EXERCISE AIM ▸
Recast the material from its first line through the line containing "[179,127,235,147]" as a JSON list of strings, one string per line, skipping any blank lines. Include only those lines.

Rows of box annotation data:
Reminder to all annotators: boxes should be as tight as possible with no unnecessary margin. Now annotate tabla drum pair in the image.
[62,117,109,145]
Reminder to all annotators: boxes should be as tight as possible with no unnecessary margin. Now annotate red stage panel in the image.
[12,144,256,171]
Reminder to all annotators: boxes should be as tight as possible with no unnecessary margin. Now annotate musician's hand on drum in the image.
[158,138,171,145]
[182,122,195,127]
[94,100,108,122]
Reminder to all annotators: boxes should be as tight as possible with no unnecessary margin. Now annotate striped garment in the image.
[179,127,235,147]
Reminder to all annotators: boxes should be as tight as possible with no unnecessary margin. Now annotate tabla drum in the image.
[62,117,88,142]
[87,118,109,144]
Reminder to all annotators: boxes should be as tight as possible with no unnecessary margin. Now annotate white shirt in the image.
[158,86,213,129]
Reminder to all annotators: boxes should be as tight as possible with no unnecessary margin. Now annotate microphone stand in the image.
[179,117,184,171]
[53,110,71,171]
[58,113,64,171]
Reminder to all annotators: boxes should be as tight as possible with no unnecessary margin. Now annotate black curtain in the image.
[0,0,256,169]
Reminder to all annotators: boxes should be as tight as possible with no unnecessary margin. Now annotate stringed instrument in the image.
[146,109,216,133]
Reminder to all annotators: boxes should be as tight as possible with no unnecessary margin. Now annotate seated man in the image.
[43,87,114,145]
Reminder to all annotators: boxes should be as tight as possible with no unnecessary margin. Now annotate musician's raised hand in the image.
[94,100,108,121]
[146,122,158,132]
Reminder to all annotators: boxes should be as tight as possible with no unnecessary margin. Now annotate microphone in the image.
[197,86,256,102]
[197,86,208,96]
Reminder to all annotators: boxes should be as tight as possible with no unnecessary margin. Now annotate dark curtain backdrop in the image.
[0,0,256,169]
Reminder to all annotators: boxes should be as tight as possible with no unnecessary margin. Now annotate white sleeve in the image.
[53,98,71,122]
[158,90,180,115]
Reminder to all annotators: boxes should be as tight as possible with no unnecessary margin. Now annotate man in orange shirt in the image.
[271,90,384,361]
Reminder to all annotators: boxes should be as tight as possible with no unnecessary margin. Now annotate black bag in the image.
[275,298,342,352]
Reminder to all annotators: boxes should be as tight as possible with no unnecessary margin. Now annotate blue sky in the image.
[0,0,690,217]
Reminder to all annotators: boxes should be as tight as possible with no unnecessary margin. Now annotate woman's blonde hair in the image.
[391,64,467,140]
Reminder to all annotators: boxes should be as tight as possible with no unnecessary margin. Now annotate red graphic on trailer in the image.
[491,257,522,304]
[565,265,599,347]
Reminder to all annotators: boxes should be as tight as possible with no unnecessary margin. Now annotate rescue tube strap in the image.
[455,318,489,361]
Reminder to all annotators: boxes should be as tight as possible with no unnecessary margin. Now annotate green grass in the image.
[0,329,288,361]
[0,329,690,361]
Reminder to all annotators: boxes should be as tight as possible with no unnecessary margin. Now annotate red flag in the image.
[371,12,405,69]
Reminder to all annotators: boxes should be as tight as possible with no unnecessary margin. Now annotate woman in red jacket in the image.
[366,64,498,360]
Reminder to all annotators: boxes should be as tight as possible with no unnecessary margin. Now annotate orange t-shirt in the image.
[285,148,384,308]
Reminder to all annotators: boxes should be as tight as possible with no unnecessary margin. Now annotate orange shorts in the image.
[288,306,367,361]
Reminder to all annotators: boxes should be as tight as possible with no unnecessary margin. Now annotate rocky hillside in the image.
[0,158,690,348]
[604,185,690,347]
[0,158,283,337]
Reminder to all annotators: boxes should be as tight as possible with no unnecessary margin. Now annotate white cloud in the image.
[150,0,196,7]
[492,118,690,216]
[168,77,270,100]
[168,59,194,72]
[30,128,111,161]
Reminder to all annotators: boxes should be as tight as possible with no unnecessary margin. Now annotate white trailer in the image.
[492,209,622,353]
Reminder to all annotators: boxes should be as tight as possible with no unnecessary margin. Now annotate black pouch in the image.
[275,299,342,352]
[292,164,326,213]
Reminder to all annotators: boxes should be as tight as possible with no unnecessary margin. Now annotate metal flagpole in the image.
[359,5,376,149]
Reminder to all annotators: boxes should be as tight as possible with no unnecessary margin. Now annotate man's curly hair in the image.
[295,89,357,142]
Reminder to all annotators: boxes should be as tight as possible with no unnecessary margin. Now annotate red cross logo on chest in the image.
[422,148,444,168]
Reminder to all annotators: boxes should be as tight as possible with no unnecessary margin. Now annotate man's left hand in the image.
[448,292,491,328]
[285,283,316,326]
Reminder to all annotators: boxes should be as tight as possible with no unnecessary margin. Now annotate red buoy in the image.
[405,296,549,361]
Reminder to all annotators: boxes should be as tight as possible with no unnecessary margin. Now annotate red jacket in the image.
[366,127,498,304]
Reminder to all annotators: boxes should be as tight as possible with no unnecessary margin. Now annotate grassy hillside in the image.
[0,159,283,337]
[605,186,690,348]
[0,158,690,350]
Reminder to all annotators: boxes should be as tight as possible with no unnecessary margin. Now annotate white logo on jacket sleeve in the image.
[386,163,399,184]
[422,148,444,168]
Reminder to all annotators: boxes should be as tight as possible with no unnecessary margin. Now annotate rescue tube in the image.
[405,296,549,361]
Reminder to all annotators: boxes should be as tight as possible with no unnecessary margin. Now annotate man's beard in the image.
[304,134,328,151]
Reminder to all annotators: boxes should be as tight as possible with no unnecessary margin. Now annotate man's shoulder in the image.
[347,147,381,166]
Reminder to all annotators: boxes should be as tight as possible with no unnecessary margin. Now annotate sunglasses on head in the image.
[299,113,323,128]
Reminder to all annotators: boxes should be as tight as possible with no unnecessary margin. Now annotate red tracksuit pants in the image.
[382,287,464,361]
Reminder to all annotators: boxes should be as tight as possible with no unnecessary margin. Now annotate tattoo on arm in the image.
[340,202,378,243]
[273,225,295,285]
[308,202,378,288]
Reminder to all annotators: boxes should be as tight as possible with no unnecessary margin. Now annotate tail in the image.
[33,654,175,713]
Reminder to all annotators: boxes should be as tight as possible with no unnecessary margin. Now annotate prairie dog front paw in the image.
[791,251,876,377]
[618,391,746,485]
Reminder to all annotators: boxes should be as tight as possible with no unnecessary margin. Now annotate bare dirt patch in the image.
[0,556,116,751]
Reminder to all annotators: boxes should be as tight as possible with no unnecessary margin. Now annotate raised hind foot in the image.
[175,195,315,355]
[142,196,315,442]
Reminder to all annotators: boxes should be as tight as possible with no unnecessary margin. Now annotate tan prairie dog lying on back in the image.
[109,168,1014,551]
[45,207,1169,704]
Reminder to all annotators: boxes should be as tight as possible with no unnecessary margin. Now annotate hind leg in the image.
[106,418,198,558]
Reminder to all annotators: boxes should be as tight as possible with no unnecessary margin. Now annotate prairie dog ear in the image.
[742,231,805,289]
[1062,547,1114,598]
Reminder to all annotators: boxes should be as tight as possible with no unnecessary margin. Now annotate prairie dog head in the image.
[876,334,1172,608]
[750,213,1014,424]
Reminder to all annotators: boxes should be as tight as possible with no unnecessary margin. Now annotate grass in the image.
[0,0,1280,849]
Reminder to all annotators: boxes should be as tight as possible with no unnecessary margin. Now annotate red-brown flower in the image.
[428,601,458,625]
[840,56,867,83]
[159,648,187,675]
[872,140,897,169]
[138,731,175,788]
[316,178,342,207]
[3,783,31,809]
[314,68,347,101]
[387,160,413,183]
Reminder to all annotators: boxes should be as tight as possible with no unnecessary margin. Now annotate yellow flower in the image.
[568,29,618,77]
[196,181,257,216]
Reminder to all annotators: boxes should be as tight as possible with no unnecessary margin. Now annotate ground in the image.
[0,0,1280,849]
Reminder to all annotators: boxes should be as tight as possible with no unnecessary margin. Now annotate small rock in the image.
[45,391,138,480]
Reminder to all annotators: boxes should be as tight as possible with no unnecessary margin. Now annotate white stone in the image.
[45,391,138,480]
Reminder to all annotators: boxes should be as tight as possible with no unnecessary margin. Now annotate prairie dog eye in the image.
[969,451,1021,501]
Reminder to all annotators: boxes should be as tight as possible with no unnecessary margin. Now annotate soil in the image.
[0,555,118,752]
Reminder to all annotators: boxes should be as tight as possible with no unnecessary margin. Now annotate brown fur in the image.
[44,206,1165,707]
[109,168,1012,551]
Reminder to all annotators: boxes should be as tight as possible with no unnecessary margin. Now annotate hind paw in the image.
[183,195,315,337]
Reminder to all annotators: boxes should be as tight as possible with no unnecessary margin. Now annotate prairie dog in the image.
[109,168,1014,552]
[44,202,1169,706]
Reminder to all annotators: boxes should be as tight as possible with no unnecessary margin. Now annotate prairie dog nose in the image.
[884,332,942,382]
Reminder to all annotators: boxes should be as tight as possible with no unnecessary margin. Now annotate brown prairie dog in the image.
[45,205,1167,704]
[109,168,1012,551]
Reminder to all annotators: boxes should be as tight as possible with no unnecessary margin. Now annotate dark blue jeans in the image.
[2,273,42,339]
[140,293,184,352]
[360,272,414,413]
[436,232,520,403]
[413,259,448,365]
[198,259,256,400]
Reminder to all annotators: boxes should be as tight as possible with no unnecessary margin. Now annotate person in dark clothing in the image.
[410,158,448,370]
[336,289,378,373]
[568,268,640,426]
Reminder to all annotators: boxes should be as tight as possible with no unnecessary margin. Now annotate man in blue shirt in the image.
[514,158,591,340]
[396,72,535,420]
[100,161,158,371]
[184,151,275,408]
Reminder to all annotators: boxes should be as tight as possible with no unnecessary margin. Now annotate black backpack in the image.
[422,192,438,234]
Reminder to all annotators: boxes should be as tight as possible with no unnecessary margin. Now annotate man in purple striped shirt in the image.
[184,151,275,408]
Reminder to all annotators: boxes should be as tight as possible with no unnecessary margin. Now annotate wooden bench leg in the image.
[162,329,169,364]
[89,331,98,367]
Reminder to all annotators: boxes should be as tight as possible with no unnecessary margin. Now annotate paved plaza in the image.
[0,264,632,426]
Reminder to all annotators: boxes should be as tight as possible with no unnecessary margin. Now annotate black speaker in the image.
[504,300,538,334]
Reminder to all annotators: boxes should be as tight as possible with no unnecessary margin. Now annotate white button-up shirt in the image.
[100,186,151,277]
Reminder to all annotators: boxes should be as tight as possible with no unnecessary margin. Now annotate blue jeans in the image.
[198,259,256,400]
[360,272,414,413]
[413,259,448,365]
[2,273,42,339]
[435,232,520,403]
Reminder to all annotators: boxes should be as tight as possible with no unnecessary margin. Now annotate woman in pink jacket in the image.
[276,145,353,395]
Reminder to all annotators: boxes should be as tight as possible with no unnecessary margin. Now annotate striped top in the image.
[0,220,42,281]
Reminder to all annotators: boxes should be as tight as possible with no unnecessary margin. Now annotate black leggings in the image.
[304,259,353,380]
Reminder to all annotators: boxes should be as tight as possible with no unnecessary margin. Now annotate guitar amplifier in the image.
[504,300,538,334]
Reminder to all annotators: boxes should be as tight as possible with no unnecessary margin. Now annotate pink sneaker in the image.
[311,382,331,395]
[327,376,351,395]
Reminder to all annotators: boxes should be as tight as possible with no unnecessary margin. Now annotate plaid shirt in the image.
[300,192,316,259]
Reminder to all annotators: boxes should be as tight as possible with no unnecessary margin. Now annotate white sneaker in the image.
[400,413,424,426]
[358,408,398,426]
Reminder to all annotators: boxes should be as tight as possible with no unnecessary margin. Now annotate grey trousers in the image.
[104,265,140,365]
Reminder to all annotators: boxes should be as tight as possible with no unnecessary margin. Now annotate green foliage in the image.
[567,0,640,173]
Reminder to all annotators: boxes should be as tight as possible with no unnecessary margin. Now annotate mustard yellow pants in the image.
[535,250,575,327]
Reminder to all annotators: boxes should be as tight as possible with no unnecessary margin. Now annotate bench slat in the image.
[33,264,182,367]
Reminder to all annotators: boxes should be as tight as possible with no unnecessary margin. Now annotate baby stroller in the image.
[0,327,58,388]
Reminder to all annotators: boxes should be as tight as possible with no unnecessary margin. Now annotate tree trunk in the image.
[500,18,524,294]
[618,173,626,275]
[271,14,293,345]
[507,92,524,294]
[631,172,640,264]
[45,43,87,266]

RESULT FOR THIS TASK ▸
[
  "Reminder to all annotators: boxes should be as tight as possible with no unnecessary margin. Now annotate tabla drum pair in the image.",
  "[62,117,109,145]",
  "Reminder to all annotators: boxes should be as tight as possible with no unnecessary margin. Now annotate red stage panel in the image.",
  "[12,144,256,171]",
  "Reminder to all annotators: boxes should be as tight as possible with no unnecessary margin. Now annotate musician's hand on drum in the image.",
  "[158,138,171,145]",
  "[182,122,195,127]",
  "[94,100,108,122]",
  "Reminder to all annotators: boxes should be as tight as possible with no unnecessary margin. Now annotate striped garment in the image.",
  "[179,127,235,147]"
]